§ **YOUR OBJECTIVE**
Lines of the data that contain the word "kitchen" are the ones to copy.

(Dataset entries)
^^^^
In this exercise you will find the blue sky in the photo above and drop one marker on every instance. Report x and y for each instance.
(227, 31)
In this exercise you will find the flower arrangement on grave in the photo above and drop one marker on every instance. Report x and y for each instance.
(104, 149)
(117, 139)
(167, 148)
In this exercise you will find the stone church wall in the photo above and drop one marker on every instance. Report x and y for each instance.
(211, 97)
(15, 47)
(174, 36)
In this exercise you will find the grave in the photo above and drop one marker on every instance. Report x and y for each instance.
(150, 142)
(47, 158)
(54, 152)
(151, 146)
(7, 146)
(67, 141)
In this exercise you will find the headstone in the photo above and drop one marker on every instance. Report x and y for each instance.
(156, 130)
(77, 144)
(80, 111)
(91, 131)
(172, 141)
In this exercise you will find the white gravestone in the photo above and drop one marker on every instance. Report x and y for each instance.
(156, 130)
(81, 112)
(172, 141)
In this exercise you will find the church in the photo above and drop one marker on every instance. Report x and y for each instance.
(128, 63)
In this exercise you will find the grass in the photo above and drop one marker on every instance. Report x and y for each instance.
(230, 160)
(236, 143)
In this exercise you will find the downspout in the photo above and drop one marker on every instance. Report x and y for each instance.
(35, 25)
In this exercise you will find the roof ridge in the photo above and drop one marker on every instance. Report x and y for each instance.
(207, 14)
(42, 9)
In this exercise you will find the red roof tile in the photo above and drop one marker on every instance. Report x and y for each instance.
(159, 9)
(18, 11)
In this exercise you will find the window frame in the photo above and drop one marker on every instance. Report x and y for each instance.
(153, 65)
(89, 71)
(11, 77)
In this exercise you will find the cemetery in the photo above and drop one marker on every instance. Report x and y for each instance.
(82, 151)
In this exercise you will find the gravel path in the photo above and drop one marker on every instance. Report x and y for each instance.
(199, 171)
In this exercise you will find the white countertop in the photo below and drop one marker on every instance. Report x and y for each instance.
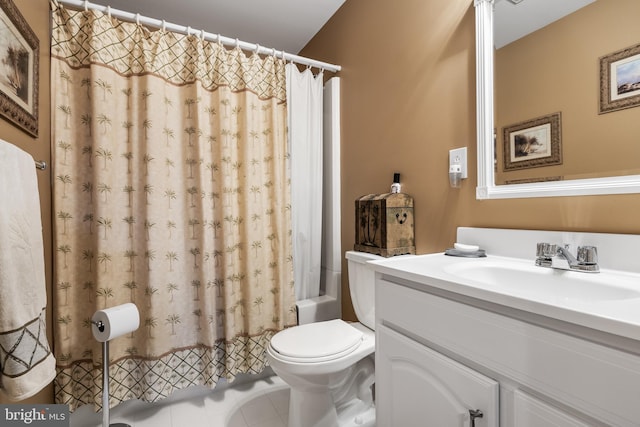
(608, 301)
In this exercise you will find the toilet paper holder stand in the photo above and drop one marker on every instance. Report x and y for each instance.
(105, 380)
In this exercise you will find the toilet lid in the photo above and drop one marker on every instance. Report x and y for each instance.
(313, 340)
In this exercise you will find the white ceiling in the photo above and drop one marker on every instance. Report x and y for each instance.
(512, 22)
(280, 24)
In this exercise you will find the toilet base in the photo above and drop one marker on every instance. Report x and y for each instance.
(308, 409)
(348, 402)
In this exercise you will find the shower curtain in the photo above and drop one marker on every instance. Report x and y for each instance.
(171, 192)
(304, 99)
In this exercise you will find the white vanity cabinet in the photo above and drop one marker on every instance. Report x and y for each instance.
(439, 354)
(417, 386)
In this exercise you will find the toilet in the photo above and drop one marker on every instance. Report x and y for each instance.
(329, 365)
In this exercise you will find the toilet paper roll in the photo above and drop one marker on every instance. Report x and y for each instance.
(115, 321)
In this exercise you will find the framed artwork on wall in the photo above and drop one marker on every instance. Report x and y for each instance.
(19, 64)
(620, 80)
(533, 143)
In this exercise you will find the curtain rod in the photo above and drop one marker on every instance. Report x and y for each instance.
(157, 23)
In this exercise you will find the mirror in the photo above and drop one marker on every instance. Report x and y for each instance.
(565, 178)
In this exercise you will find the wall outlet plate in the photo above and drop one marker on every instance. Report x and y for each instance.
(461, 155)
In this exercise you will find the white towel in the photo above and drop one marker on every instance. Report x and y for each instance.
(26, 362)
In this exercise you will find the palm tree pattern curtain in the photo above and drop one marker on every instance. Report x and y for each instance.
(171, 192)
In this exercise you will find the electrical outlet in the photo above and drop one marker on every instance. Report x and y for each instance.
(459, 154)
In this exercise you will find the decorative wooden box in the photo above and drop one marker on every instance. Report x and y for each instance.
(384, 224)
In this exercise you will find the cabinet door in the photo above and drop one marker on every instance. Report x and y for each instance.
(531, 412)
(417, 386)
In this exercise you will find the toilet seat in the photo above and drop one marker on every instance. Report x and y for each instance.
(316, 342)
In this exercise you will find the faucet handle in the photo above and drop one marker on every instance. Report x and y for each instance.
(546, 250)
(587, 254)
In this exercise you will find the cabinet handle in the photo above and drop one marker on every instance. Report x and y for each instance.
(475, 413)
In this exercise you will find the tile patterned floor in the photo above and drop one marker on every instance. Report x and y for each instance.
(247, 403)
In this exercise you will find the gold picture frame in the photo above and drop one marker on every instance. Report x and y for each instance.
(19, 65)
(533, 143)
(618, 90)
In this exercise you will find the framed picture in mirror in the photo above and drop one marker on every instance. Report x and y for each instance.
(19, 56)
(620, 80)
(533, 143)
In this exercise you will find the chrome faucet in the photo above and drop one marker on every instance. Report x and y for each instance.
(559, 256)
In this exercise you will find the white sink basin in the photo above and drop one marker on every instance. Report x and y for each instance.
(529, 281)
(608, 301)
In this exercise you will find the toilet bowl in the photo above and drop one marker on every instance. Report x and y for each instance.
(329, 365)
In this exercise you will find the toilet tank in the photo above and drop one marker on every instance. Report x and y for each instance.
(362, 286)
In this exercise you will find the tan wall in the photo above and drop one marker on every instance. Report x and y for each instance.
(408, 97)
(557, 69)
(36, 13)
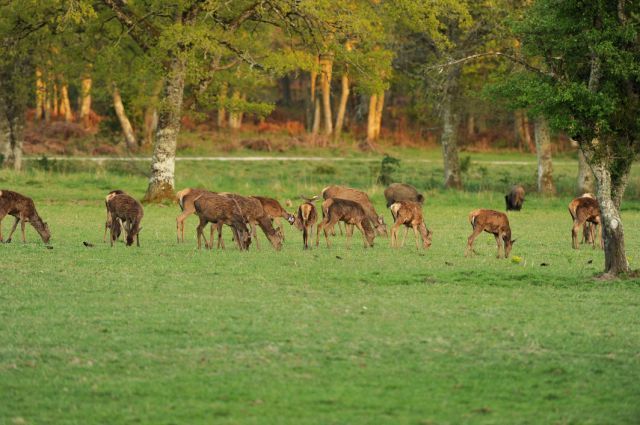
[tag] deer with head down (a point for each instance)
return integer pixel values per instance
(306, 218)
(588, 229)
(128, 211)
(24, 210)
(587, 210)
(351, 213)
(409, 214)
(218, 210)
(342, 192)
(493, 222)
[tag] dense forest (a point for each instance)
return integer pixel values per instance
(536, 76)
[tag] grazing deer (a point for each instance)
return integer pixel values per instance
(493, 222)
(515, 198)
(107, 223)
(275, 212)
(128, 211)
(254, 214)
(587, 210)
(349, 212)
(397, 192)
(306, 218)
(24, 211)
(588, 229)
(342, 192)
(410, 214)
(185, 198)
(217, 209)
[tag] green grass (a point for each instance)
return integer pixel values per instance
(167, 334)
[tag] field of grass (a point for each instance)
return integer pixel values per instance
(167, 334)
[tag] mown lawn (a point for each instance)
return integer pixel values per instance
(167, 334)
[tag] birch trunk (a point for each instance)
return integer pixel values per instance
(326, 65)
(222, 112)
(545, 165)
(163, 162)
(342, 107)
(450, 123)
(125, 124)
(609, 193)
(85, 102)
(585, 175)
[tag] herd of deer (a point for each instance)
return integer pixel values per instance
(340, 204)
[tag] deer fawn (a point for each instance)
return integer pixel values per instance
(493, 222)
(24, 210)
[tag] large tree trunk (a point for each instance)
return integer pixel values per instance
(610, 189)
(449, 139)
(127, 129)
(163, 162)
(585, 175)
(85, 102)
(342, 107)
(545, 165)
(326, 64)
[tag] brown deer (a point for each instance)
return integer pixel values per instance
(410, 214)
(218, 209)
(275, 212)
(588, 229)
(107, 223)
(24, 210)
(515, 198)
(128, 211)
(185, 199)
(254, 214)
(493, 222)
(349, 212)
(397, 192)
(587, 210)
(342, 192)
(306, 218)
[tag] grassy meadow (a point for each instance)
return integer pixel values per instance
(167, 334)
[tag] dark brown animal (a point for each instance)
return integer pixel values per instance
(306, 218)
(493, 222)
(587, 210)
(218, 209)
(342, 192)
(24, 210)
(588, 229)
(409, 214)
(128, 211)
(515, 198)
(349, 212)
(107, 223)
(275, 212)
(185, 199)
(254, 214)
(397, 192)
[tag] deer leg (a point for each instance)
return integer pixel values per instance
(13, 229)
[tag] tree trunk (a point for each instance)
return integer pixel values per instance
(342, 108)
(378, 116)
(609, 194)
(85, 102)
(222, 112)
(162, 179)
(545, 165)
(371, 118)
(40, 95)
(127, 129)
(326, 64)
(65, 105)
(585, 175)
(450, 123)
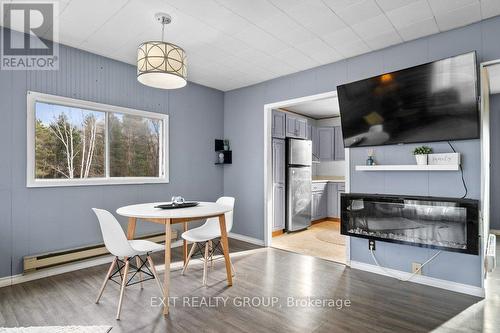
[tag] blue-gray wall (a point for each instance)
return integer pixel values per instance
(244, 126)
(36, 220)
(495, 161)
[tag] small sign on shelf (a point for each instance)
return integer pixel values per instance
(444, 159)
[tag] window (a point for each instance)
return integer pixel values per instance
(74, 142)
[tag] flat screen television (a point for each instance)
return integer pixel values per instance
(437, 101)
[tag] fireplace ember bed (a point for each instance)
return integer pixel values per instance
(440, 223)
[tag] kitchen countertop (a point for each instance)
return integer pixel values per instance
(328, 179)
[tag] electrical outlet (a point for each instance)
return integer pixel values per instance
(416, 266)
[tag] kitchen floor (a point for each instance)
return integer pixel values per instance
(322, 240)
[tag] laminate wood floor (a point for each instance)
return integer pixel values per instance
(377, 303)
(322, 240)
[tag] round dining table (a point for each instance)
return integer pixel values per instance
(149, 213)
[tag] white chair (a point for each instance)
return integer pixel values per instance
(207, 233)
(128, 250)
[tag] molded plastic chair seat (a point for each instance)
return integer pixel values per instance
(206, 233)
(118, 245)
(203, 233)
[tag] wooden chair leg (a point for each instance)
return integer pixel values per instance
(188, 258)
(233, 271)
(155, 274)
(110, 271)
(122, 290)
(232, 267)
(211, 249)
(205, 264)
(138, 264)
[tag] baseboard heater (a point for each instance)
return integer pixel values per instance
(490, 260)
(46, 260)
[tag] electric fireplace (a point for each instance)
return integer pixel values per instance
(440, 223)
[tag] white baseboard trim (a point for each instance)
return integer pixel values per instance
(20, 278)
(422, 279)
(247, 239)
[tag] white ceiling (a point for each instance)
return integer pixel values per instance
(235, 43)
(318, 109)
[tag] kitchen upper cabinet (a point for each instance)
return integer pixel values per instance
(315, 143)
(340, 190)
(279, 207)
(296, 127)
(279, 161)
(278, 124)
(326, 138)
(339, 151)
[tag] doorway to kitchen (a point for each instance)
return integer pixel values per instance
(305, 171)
^^^^
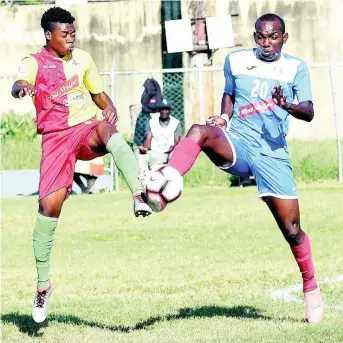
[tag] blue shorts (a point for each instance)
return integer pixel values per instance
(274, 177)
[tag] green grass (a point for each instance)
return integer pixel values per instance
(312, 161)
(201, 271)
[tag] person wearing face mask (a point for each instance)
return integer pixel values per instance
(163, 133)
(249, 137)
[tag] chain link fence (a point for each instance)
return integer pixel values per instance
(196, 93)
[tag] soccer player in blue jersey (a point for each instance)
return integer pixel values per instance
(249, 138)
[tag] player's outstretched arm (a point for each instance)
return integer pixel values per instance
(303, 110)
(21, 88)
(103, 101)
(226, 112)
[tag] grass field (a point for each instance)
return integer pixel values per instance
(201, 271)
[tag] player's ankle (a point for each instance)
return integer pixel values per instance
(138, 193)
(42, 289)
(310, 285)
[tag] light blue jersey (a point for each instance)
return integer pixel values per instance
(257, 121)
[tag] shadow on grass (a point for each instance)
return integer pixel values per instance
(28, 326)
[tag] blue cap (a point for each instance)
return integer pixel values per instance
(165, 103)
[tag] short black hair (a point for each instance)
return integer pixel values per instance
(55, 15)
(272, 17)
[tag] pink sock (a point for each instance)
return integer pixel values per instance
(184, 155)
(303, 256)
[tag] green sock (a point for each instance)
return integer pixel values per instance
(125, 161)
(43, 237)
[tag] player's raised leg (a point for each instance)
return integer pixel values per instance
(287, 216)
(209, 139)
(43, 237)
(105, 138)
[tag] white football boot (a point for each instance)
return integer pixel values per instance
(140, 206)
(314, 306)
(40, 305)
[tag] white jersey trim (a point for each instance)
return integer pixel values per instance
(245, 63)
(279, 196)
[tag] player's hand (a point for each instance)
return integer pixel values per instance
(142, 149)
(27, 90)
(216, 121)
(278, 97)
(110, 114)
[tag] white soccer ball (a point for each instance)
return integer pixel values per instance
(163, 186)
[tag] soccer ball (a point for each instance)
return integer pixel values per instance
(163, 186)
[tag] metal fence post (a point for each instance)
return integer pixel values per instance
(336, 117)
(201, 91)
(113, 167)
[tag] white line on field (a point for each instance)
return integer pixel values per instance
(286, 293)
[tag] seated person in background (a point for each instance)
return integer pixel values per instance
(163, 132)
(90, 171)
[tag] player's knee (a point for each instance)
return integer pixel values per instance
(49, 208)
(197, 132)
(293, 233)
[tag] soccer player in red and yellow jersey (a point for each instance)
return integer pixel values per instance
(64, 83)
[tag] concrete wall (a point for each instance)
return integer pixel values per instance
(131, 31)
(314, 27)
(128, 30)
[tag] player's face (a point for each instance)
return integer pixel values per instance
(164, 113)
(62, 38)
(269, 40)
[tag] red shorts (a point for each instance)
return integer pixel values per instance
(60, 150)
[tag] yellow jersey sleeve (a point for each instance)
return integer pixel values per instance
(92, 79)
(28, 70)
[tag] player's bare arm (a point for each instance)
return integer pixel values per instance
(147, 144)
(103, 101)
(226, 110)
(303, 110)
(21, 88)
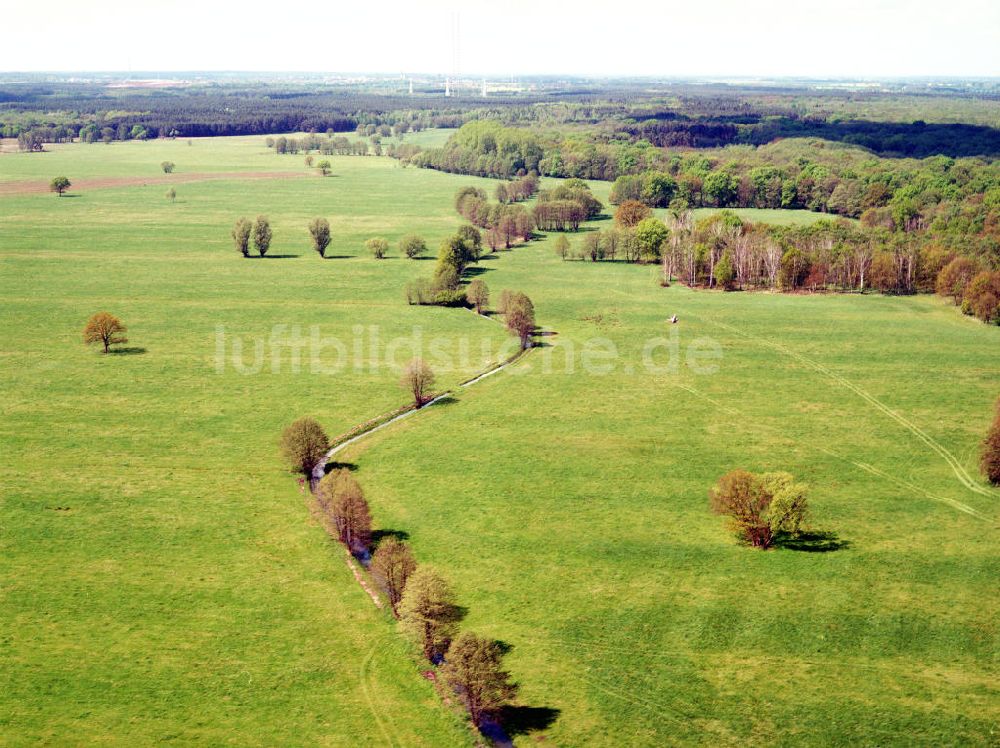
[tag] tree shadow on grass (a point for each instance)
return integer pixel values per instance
^^^^
§ **RESPONSE TO THE TASK**
[tag] kitchen countertop (a point for each instance)
[tag] kitchen floor (a point for each instance)
[tag] kitchen upper cabinet (a point for each instance)
[tag] doorway to kitchen (a point for each instance)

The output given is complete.